Надеюсь, что приведенные мною примеры убедительно свидетельствуют о явной тенденциозности и необъективности вышеназванного архивного документа по ряду принципиальных вопросов. А, как уже ранее отмечалось, львиная доля первоисточников, используемых историками для написания своих книг и подготовки научных диссертаций, как раз и являются воспоминаниями участников войны и подобными описаниями боевых действий пограничных подразделений, частей и округов.
Следует особо отметить, что к моменту завершения работы по описанию служебно-боевой деятельности частей и подразделений западных пограничных округов обстановка на советско-германском фронте кардинально изменилась. Успешно завершилась Московская наступательная операция. Советские войска добились определенных успехов и на других фронтах.
Вся страна и ее Вооруженные Силы жили верой в то, что самое худшее в войне уже позади и что 1942 год станет годом полного освобождения советской земли от фашистских захватчиков. К этому следует добавить, что в выступлениях И.В. Сталина по радио 3 июля 1941 года, на торжественном заседании Московского Совета депутатов трудящихся с партийными и общественными организациями г. Москвы 6 ноября 1941 года, а также на параде советских войск 7 ноября 1941 года на Красной площади уже, как говорится, были расставлены все политические акценты по поводу причин тяжелого поражения РККА в начальный период войны. Также были даны оценки состояния и перспектив развития ситуации на фронтах Второй мировой войны. Естественно, все это не могло не отразиться на общем тоне и содержании воспоминаний выживших участников первых боев на границе и описаний боевых действий пограничных частей и округов.
Говоря о степени объективности других исторических документов, отражающих боевые действия пограничников в годы войны, следует отметить, что больше всего нареканий вызывают доклады политорганов разного уровня о политико-моральном состоянии личного состава. В них нередко явные неудачи и даже поражения в конкретном бою подаются как яркая и безоговорочная победа советских пограничников.
Чтобы не быть голословным, продемонстрирую это на одном примере. Как ранее уже отмечалось, боевые действия советских пограничников с финскими войсками в Карелии начались 29 июня 1941 года. Вот что через два дня докладывал в ЦК КП(б) КФССР о боевых действиях пограничников 10-й заставы 72-го (Олангского) пограничного отряда начальник пограничных войск НКВД Карело-Финского округа генерал-майор В.Н. Далматов: «К21.3030.6.41 г. вышедший с 4 чел. из окружения лейтенант Наумов, включившись в линию доложил. Застава 10 была окружена двумя батальонами противника с минометами. Застава в количестве 116 чел под командой начальника штаба 3-й комендатуры капитана Киреева, оборонялась от сильного огня противника, несла потери. В силу занятия противником межозерного перешейка выходящий из окружения Киреев вынужден был под огнем переправляться через озеро, неся особо большие потери. По словам Наумова из окружения вышло 15–20 чел., налицо же оказалось 5 чел, судьба остальных вышедших из окружения не известна»[57].
********************
Цель задания A: Какого числа, согласно тексту о пограничниках в начале войны, начались бои советских пограничников с финскими войсками в Карелии?
Цель задания B: Продолжите текст о боевых действиях пограничников в начале войны, начиная сразу после его последнего предложения.

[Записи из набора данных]
********************
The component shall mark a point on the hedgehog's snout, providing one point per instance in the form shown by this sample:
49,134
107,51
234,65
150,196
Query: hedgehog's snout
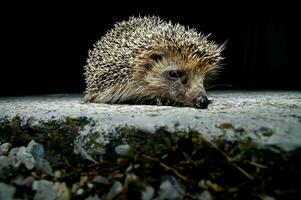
201,102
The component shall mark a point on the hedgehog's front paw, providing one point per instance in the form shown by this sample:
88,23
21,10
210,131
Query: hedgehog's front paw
163,102
159,102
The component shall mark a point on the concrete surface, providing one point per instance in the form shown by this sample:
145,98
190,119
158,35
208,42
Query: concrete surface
268,117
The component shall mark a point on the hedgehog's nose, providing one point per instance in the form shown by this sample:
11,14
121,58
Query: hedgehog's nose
201,102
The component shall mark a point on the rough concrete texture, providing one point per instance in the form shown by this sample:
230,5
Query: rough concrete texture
268,117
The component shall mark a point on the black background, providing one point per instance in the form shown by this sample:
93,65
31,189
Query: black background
44,46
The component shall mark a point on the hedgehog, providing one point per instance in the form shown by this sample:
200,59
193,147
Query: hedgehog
146,60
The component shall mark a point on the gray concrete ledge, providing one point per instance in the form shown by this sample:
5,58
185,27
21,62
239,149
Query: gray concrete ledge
********************
Результат A: 29 июня 1941 года.

Результат B:
Судя по приведенной выдержке из официального доклада в республиканский партийный орган, 10-я застава 72-го пограничного отряда уже в первые часы боя понесла огромные потери в личном составе, и только единицы из ее состава смогли вырваться из окружения. Остальные погибли или оказались в плену.
Однако по истечении трех недель после этого трагического события военный комиссар Карело-Финского округа бригадный комиссар Н.П. Шпаков в докладной записке в Политуправление войск НКВД СССР совсем в других красках описал бой 10-й пограничной заставы.
В этом документе уже утверждается, что «после 14 часового ожесточенного боя застава вынуждена была отойти. Капитан Киреев, руководивший боем, умело организовал отход части бойцов на лодках под прикрытием станкового пулемета, установленным на одной из лодок и группы бойцов на берегу. Противник понес потери убитыми до 250 чел., потери группы Киреева – 17 чел.»[58].
Сравнив содержание этих двух документов, трудно не заметить, что один и тот же пример боевых действий конкретной заставы искажен политработниками КарелоФинского пограничного округа до неузнаваемости. К слову сказать, в известном историческом труде «Пограничные войска СССР в Великой Отечественной войне. 1941. Сборник документов и материалов» этот пример представлен именно в версии политотдела, а не начальника войск округа.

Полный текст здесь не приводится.